What to work on:
Using the thread on routing a socket connection through a proxy server, answer each item on its own line:
1. At what location does the poster's proxy server sit?
2. Which program is the poster modifying, and who wrote it?
3. What value is given to max_idling in the code?

Making a socket connection via a proxy server

F

Fuzzyman

In a nutshell - the question I'm asking is, how do I make a socket
conenction go via a proxy server ?
All our internet traffic has to go through a proxy-server at location
'dav-serv:8080' and I need to make a socket connection through it.

The reason (with code example) is as follows :

I am hacking "Tiny HTTP Proxy" by SUZUKI Hisao to make an http proxy
that modifies URLs. I haven't got very far - having started from zero
knowledge of the 'hyper text transfer protocol'.

It looks like the Tiny HTTP Proxy (using BaseHTTPServer as it's
foundation) intercepts all requests to local addresses and then
re-implements the request (whether it is CONNECT, GET, PUT or
whatever). It logs everything that goes through it - I will simply
edit it to amend the URL that is being asked for.

It looks like the CONNECT and GET requests are just implemented using
simple socket commands. (I say simple because there isn't a lot of
code - I'm not familiar with the actual behaviour of sockets, but it
doesn't look too complicated).

What I need to do is rewrite the soc.connect(host_port) line in the
following example so that it connects *via* my proxy-server. (which it
doesn't by default).

I think the current format of host_port is a tuple : (host_domain,
port_no)

Below is a summary of the GET command (I've inlined all the method
calls - this example starts from the do_GET method) :

soc = socket.socket(socket.AF_INET, socket.SOCK_STREAM)
soc.connect(host_port)
soc.send("%s %s %s\r\n" % (
self.command,
urlparse.urlunparse(('', '', path, params, query, '')),
self.request_version))
self.headers['Connection'] = 'close'
del self.headers['Proxy-Connection']
for key_val in self.headers.items():
soc.send("%s: %s\r\n" % key_val)
soc.send("\r\n")

max_idling=20 # this is really
part of a self._read_write method
iw = [self.connection, soc]
ow = []
count = 0
while 1:
count += 1
(ins, _, exs) = select.select(iw, ow, iw, 3)
if exs: break
if ins:
for i in ins:
if i is soc:
out = self.connection
else:
out = soc
data = i.recv(8192)
if data:
out.send(data)
count = 0
else:
print "\t" "idle", count
if count == max_idling: break

print "\t" "bye"
soc.close()
self.connection.close()

Regards,


Fuzzy

http://www.voidspace.org.uk/atlantibots/pythonutils.html
 
D

Diez B. Roggisch

Fuzzyman said:
In a nutshell - the question I'm asking is, how do I make a socket
conenction go via a proxy server ?
All our internet traffic has to go through a proxy-server at location
'dav-serv:8080' and I need to make a socket connection through it.

Short answer: Its not possible.

Dataset excerpts:
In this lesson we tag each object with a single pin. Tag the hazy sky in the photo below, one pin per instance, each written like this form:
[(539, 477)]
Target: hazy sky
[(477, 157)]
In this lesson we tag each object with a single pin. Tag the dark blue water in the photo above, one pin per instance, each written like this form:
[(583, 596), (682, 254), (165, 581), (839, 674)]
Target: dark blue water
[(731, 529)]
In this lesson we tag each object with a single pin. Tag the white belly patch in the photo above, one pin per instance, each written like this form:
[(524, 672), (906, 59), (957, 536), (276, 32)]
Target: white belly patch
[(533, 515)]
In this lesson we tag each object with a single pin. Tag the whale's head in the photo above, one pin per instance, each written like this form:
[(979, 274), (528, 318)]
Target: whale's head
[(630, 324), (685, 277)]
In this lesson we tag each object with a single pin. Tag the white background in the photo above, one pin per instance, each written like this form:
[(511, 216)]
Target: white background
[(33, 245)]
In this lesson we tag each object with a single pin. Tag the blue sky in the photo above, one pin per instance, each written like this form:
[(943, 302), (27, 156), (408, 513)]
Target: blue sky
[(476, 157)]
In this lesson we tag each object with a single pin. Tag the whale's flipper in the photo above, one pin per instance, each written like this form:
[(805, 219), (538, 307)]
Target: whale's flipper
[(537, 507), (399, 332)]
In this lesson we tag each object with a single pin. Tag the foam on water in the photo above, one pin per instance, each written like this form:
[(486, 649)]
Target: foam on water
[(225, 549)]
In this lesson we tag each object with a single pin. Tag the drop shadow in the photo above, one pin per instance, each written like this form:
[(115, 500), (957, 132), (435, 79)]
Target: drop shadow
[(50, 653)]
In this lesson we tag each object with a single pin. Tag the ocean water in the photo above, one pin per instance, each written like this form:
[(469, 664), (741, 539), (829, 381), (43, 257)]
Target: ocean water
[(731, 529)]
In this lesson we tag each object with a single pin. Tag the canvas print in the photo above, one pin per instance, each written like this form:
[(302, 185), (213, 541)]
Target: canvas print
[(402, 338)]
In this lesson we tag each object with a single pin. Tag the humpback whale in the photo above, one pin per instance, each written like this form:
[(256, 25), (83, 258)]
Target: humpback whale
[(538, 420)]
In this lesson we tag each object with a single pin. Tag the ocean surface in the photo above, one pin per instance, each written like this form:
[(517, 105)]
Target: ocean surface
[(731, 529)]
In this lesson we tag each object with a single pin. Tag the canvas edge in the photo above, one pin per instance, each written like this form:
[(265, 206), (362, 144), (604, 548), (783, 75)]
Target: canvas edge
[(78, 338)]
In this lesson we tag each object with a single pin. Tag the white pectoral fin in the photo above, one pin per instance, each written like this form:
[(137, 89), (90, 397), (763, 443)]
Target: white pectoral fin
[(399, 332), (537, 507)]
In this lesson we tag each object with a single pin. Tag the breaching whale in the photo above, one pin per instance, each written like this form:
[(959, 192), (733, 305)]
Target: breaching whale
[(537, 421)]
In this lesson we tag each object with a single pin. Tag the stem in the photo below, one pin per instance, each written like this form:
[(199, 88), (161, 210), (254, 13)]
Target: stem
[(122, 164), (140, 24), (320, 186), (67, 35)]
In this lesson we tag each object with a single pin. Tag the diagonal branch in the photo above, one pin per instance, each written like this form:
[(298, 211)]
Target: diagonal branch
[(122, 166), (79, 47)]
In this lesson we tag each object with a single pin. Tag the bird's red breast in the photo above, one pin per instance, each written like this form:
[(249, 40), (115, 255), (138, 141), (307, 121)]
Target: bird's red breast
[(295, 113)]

Solution:
1. 'dav-serv:8080'
2. "Tiny HTTP Proxy" by SUZUKI Hisao
3. 20